Given problem 1 — In the Zyxel patch analysis article, what purpose is given for patch-diffing the firmware update? Answer in one to three sentences.
Given problem 2 —
Answer these questions from the Zyxel patch analysis article.
(a) Which identifier was assigned to the vulnerability?
(b) Which USG FLEX series firmware versions are affected?
(c) What could an attacker obtain by bypassing the web authentication?

Article —

— BEGIN —

Zyxel authentication bypass patch analysis (CVE-2022-0342)

A few months ago, new firmware was released for many Zyxel security devices to patch a critical vulnerability. The vulnerability was subsequently reported by numerous news outlets, however no technical details were published.

The vulnerability has been assigned CVE-2022-0342 and is described as follows:

An authentication bypass vulnerability in the CGI program of Zyxel USG/ZyWALL series firmware versions 4.20 through 4.70, USG FLEX series firmware versions 4.50 through 5.20, ATP series firmware versions 4.32 through 5.20, VPN series firmware versions 4.30 through 5.20, and NSG series firmware versions V1.20 through V1.33 Patch 4, which could allow an attacker to bypass the web authentication and obtain administrative access of the device.

The information released by Zyxel is available at:

This is a bonus article for our Zyxel audit series, in which we patch-diff the firmware update to discover the root cause of the fixed vulnerability and how to exploit it.

— END —

Records provided —
— BEGIN —

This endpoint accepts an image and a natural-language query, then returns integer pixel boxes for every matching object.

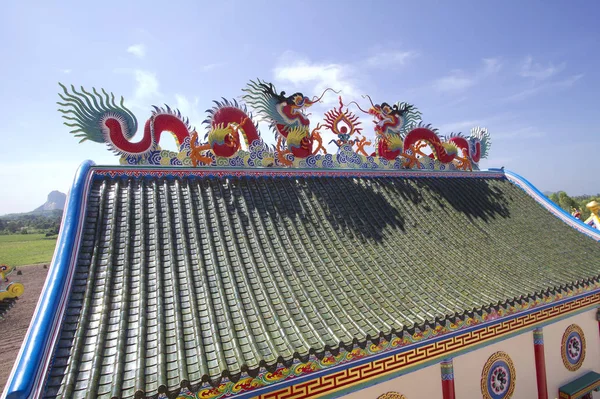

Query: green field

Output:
[0,234,56,266]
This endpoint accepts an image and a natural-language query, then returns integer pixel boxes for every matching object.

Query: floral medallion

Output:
[481,352,516,399]
[560,324,585,371]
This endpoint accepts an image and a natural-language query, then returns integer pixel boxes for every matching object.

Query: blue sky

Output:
[0,0,600,214]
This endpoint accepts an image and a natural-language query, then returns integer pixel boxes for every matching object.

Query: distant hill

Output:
[0,191,67,234]
[33,190,67,213]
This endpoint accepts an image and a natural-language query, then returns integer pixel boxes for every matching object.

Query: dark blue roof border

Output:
[2,160,95,399]
[500,168,600,242]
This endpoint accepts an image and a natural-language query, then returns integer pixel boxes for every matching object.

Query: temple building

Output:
[3,81,600,399]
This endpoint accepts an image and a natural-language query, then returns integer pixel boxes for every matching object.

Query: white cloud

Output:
[432,58,502,92]
[502,74,583,102]
[490,126,546,140]
[175,94,206,134]
[438,119,484,134]
[273,52,362,105]
[366,51,418,68]
[200,62,226,72]
[433,70,476,91]
[127,44,146,58]
[133,69,161,103]
[519,56,566,80]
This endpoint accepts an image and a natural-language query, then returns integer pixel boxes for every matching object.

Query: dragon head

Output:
[287,126,313,158]
[208,123,240,157]
[385,134,404,151]
[468,126,492,163]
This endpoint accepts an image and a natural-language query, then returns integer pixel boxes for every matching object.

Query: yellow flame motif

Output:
[387,134,404,151]
[208,123,233,144]
[286,126,309,147]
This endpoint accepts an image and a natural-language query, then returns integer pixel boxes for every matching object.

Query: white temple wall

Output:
[454,331,537,399]
[342,364,442,399]
[544,308,600,398]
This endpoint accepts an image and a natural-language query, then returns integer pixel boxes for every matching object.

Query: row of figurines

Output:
[58,80,491,170]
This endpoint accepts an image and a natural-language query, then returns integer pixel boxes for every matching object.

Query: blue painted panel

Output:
[3,161,94,399]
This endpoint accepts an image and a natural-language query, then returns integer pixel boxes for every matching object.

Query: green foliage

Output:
[548,191,600,221]
[0,234,56,266]
[0,210,62,234]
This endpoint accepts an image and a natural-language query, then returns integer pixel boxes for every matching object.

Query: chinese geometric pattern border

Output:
[533,327,544,345]
[180,292,600,399]
[560,324,585,371]
[481,351,517,399]
[559,381,600,399]
[93,167,505,179]
[377,392,406,399]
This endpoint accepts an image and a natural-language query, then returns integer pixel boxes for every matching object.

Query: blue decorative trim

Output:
[488,168,600,241]
[440,358,454,381]
[93,166,505,179]
[3,161,94,399]
[533,327,544,345]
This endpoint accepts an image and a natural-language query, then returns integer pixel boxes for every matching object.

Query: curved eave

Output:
[2,160,95,399]
[488,168,600,242]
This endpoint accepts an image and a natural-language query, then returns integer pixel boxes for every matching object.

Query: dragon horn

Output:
[311,87,340,103]
[346,101,369,114]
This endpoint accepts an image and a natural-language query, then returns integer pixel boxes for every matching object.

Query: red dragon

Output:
[243,79,333,165]
[58,83,192,157]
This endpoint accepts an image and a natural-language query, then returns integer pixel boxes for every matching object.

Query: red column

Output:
[440,359,455,399]
[533,328,548,399]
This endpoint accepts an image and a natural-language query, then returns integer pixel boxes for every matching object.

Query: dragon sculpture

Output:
[58,83,192,158]
[354,96,490,170]
[58,79,491,170]
[190,99,262,166]
[324,96,371,157]
[243,79,333,165]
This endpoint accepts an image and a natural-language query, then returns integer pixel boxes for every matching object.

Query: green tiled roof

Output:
[44,177,600,398]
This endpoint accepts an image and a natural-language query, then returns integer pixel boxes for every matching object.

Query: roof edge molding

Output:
[2,160,95,399]
[488,168,600,242]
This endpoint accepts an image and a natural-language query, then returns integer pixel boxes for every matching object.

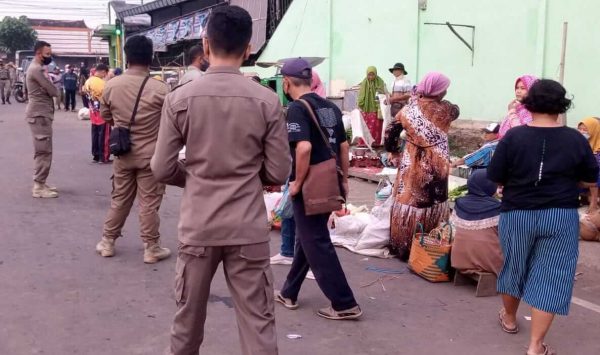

— END —

Full output 1 — The firmware update is patch-diffed to find the root cause of the vulnerability it fixed and to learn how that vulnerability can be exploited.

Full output 2 —
(a) CVE-2022-0342
(b) Versions 4.50 through 5.20
(c) Administrative access of the device